EXERCISE DESCRIPTION: Each line starting at the one that contains "point: one pixel per instance, each like <point>601,348</point>." and ending at the one that contains "Target: player's fingers" must be returned exactly, and the rest of the listing is left out.
:::
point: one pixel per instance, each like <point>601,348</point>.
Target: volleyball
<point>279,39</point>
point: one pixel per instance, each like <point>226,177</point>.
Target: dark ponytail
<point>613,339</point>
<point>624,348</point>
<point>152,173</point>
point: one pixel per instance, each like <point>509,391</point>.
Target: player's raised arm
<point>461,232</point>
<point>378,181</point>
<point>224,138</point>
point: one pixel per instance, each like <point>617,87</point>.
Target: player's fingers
:::
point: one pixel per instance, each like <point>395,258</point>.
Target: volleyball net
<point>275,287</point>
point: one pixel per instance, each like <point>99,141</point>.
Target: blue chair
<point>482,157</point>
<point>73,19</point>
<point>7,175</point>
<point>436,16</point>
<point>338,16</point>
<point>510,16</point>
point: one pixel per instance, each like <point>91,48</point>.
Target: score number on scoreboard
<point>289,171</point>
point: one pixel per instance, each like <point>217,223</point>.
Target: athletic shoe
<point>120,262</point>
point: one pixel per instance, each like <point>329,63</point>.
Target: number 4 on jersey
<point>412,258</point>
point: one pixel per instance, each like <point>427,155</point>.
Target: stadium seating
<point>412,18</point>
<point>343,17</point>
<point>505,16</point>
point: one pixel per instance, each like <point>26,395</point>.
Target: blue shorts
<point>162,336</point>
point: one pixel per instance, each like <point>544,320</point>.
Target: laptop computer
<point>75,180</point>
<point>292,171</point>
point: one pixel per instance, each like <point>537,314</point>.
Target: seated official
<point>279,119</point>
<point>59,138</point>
:::
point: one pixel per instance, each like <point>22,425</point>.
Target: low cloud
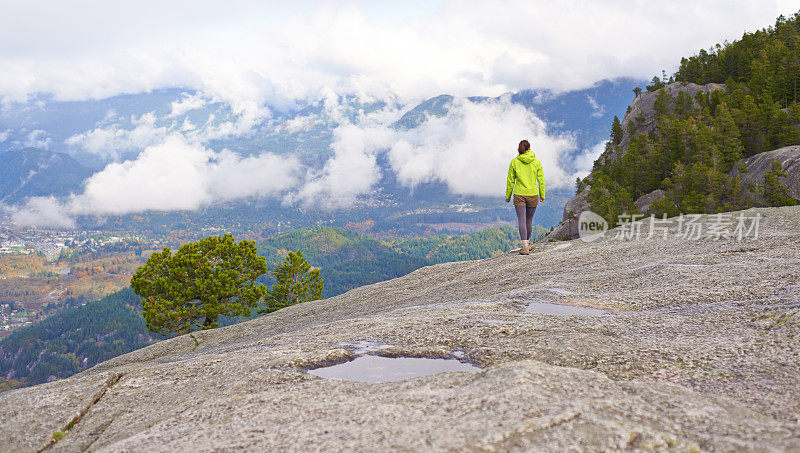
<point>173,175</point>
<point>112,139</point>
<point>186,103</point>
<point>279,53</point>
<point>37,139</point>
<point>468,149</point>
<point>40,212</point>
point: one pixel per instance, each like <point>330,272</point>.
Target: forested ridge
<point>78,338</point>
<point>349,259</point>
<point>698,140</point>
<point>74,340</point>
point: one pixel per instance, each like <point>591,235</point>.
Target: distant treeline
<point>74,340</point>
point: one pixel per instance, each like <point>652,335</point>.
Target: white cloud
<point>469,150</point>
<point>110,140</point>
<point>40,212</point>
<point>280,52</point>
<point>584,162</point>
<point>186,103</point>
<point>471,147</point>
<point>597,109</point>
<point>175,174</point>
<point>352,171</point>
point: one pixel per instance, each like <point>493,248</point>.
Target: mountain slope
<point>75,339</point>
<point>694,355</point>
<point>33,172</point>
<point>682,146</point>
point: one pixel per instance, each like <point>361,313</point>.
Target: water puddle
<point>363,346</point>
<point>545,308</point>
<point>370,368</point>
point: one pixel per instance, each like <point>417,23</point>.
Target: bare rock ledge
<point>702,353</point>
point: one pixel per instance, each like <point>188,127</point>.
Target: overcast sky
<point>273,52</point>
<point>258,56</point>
:::
TASK RESULT:
point: one pixel per instance, each like <point>601,348</point>.
Target: volleyball
<point>279,39</point>
point: one pixel per instance, each like <point>226,177</point>.
Target: dark ponytail
<point>613,339</point>
<point>624,348</point>
<point>152,173</point>
point: one pixel per instance, each like <point>509,391</point>.
Target: player's raised arm
<point>461,232</point>
<point>378,181</point>
<point>224,138</point>
point: one pixel per instance, each like <point>617,87</point>.
Target: player's fingers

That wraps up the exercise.